## [Natural-language object grounding data]
--------------------------------------------------
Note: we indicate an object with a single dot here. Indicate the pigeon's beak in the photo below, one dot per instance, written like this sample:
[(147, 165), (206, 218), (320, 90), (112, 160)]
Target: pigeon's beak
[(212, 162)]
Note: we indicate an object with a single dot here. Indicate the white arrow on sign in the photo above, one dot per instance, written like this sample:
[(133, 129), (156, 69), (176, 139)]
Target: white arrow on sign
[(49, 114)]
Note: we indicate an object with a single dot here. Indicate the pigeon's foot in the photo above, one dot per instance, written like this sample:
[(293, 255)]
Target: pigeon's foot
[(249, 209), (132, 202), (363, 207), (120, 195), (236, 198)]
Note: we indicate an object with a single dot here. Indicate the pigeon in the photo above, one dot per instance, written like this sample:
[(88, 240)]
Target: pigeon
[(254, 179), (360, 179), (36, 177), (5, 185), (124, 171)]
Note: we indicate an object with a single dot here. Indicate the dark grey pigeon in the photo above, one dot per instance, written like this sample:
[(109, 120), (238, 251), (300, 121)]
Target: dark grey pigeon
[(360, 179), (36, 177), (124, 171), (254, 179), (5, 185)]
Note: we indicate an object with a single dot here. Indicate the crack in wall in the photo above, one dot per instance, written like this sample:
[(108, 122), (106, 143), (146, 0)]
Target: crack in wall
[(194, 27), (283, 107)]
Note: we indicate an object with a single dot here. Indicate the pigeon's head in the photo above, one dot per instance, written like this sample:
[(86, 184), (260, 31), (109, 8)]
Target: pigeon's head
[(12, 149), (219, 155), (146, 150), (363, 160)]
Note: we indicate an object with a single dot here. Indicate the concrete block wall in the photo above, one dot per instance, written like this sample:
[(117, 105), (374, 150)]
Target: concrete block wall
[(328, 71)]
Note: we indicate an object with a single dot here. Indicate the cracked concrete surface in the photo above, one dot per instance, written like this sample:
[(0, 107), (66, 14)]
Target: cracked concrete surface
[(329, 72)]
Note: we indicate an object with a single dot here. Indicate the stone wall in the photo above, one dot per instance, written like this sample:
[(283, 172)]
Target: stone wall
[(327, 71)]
--------------------------------------------------
## [Work instruction]
Once the records are read, print each of them exactly as written.

## [Written reply]
Note: we indicate an object with a single dot here. Indicate the pigeon's beak in the photo below, one dot per instance, written like this sample:
[(147, 165), (206, 218), (320, 90), (112, 160)]
Target: pigeon's beak
[(212, 162)]
Note: we indicate an object with a single dot here. Indicate the white arrow on sign in the photo above, one dot per instance, written like this sample:
[(133, 129), (156, 69), (176, 139)]
Target: white arrow on sign
[(49, 114)]
Note: we indicate an object with a single dot here. Indicate the pigeon's foot in the photo above, one dot per instance, written like this sample:
[(293, 255)]
Target: pigeon's foot
[(249, 209), (132, 202), (363, 207), (120, 195), (236, 198)]
Note: we indicate an object with a single dot here. Indicate the pigeon in the photo above, one dot per instance, written like this sample:
[(88, 240)]
Target: pigeon
[(254, 179), (360, 179), (36, 177), (5, 185), (124, 171)]
Note: we indicate an object with a single dot here. Indicate the dark grey pigeon in the photo above, one dot per instance, written like this sample:
[(109, 120), (238, 251), (300, 121)]
Target: dark grey pigeon
[(360, 179), (36, 177), (124, 171), (254, 179), (5, 185)]
Note: we indicate an object with a single dot here. Indicate the crack in wall in the photo above, one dot per instance, written like this sample:
[(108, 122), (106, 143), (146, 0)]
Target: crack in wall
[(194, 27), (283, 107)]
Note: we indicate an object with a single dot here. Indicate the pigeon's head in the photo above, one dot per instance, written like this sample:
[(86, 184), (260, 31), (109, 8)]
Target: pigeon's head
[(12, 149), (219, 155), (146, 150), (363, 160)]
Note: we indicate an object with a single dot here. Indicate the concrete block wall in the photo above, one dot per instance, written like this sample:
[(117, 105), (374, 150)]
Target: concrete block wall
[(328, 71)]
Note: we indicate an object with a single dot here. Indicate the cracked concrete surface in the photo above, one dot per instance, written like this sample:
[(0, 107), (66, 14)]
Target: cracked concrete surface
[(329, 72)]
Note: we indicate an object with a single dot here. Indicate the stone wall in the photo above, one dot per instance, written like this sample:
[(283, 172)]
Target: stone wall
[(327, 71)]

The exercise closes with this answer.